Start of Data shown

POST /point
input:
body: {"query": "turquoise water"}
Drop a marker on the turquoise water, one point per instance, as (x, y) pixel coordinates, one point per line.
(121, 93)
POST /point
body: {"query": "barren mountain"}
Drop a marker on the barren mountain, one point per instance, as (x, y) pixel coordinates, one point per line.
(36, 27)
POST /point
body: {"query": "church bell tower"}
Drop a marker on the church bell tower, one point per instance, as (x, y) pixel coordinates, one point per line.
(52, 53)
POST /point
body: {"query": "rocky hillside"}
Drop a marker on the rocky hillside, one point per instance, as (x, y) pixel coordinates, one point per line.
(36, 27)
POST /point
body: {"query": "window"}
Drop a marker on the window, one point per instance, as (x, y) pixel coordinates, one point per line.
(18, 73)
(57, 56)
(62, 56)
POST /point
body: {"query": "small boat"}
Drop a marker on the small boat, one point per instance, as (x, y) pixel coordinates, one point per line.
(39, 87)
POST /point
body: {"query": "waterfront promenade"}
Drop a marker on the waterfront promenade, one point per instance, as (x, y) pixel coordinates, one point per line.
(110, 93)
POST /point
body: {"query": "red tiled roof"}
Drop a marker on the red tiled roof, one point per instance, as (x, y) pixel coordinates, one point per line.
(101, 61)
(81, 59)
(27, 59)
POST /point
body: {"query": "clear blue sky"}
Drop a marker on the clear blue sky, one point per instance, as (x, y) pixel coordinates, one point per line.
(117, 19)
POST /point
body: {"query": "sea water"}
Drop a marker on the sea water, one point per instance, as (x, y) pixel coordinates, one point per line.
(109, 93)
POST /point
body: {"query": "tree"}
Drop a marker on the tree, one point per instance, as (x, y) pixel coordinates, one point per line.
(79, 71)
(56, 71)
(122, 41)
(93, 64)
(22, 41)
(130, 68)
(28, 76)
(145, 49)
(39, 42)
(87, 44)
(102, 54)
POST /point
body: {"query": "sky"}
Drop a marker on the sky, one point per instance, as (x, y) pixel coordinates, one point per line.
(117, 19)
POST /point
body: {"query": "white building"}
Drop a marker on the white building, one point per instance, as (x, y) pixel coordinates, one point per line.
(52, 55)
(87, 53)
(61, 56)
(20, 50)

End of Data shown

* _What is asked_:
Output all preceding records character for character.

* _Solution for this exercise_:
POST /point
input:
body: {"query": "turquoise water"}
Drop a marker on the turquoise water, one point per instance, as (x, y) pixel coordinates, one point per line.
(121, 93)
POST /point
body: {"query": "barren mountain"}
Drop a marker on the barren mountain, one point per instance, as (x, y) pixel coordinates, one point per line.
(36, 27)
POST /point
body: {"query": "church bell tower"}
Drop a marker on the church bell tower, one point per instance, as (x, y) pixel coordinates, one point per line.
(52, 53)
POST /point
body: {"query": "rocky hillside"}
Drop a marker on the rocky hillside, one point per instance, as (x, y) pixel coordinates, one point per line.
(36, 27)
POST /point
body: {"query": "window"}
Drop a marker on the window, one point per instance, as (x, y) pixel coordinates, one point per line.
(18, 73)
(57, 56)
(62, 56)
POST /point
body: {"query": "small boat"}
Drop a marker on the small boat, one point per instance, as (x, y) pixel coordinates, one point per line.
(39, 87)
POST /point
body: {"query": "waterfront promenade"}
Drop a marker on the waterfront promenade, one point per instance, as (x, y) pixel coordinates, one point per line.
(110, 93)
POST /point
body: {"query": "red tiled roof"}
Drop a marker on the red tiled roof, one point per instance, as (x, y) pixel coordinates, one point per line.
(101, 61)
(81, 59)
(27, 59)
POST /point
body: {"query": "clear blue sky"}
Drop a marker on the clear blue sky, one point per instance, as (x, y) pixel coordinates, one point per line.
(117, 19)
POST /point
body: {"query": "sea water"}
Drop a marker on the sea water, one point per instance, as (x, y) pixel coordinates, one point per line.
(109, 93)
POST /point
body: {"query": "tree"}
Drop a marker on the tree, one point per instance, as (x, y) pixel coordinates, one point per line.
(79, 71)
(56, 71)
(122, 41)
(93, 64)
(22, 41)
(130, 68)
(28, 76)
(145, 49)
(39, 42)
(87, 44)
(102, 54)
POST /point
body: {"query": "sky"}
Drop a marker on the sky, one point per instance, as (x, y) pixel coordinates, one point per line.
(117, 19)
POST /point
body: {"query": "white building"}
Drop a marker on the white building, one point per instance, as (x, y) pixel coordinates, one point per line.
(52, 55)
(87, 53)
(61, 56)
(20, 50)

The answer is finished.